#### Assignment
Continue the text about Multinet Gas Networks from the point where it stops, not the listing.

Australian energy company

Multinet Gas Networks (MGN) is an Australian energy company and one of three Victorian natural gas distribution networks. MGN is one of three key companies that make up Australian Gas Infrastructure Group (AGIG), the other two being Australian Gas Networks (AGN) and Dampier to Bunbury Pipeline (DBP).

MGN distributes natural gas to around 703,000 homes and 16,000 businesses throughout Melbourne's inner eastern suburbs and outer Eastern Suburbs, the Yarra Ranges, and South Gippsland. MGN delivers gas from the transmission network, through a network of lower pressure, smaller diameter, pipelines to customers. The network comprises 164 km of licensed transmission pipelines, 9,650 km of distribution mains (operating at pressures between 7kPa and 515 kPa), and 179 regulator stations.

MGN has over 1400 km of low pressure (7 kPa) gas mains, some of which are cast iron mains that date back to the 1880s. These older cast iron mains are subject to water ingress during wet weather and as such, are the common cause of supply reliability issues. MGN mains replacement program is aimed at replacing low-pressure gas distribution mains in the network and is targeting to replace all low-pressure mains by 2031. Upgraded low-pressure mains are typically replaced with high-pressure polyethylene gas mains by inserting the new polyethylene pipe into the existing cast iron main. This method minimizes damage to property and offers additional protection to the polyethylene mains.

== History ==
Gas networks were first built in Melbourne by the Metropolitan Gas Company some time before the 1880s. In 1951 the Metropolitan Gas Company was taken over by the government-owned monopoly supplier, the Gas and Fuel Corporation of Victoria (G&FC). G&FC owned the Melbourne gas network area from 1951 until the privatization in 1997.

[Records excerpted from a collection]
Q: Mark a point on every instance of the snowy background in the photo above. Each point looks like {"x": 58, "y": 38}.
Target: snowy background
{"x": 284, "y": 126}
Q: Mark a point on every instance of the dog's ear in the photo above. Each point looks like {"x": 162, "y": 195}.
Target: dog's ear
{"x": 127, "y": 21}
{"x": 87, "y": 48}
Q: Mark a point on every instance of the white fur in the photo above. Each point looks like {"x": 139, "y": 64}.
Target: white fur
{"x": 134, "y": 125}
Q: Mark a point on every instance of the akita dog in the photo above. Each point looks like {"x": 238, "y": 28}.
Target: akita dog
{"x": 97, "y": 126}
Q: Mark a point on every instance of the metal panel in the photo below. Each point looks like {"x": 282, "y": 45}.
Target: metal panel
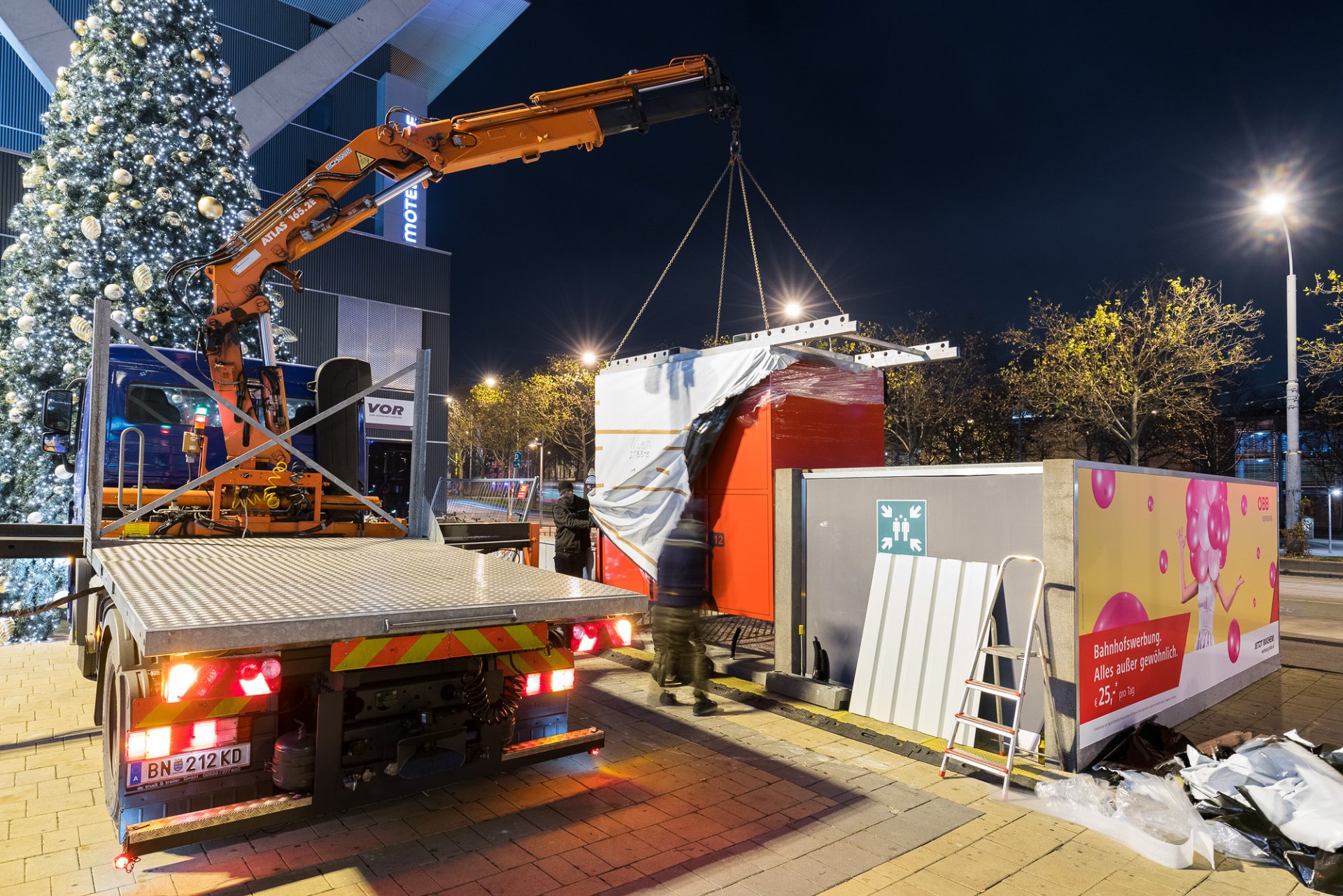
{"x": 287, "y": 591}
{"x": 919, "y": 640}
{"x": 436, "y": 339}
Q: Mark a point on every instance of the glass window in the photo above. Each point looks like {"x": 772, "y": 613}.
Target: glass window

#### Reply
The company is owned by the DUET Group, which was purchased in 2017, by Cheung Kong Infrastructure (CKI) for A$7.4 billion. CKI controls other energy networks in Australia, including United Energy, an electricity distributor in Melbourne's eastern and south-eastern suburbs and the Mornington Peninsula; CitiPower in Melbourne; Powercor in western Melbourne and western Victoria; and Australian Gas Networks, which distributes gas through Victoria, Queensland and South Australia. After the acquisition, CKI controls three out of five electricity distributors and two out of three gas distributors in Victoria. As of 2018, Multinet Gas is operated as a part of Australian Gas Infrastructure Group (AGIG) in conjunction with the other CKI owned Australian gas distribution Networks.

== Future ==
MGN is part of the commonly managed Australian Gas Infrastructure Group (AGIG) which is leading renewable gas projects across Australia with multiple renewable hydrogen projects in development, and the pilot study of HyP SA (live as of May 2021) successfully blending up to 5% renewable hydrogen into the gas supply of over 700 households in Mitchell Park, South Australia. After a successful start, this is being expanded to over 3,700 homes in 2023.

MGN has been undertaking hydrogen readiness studies to support the network in the transition to renewable gases including to update procedures, test existing pipeline welds, replace incompatible equipment in hazardous areas with higher rated equipment and further compatibility studies. These studies have found that the MGN network is 99% ready for 100% hydrogen.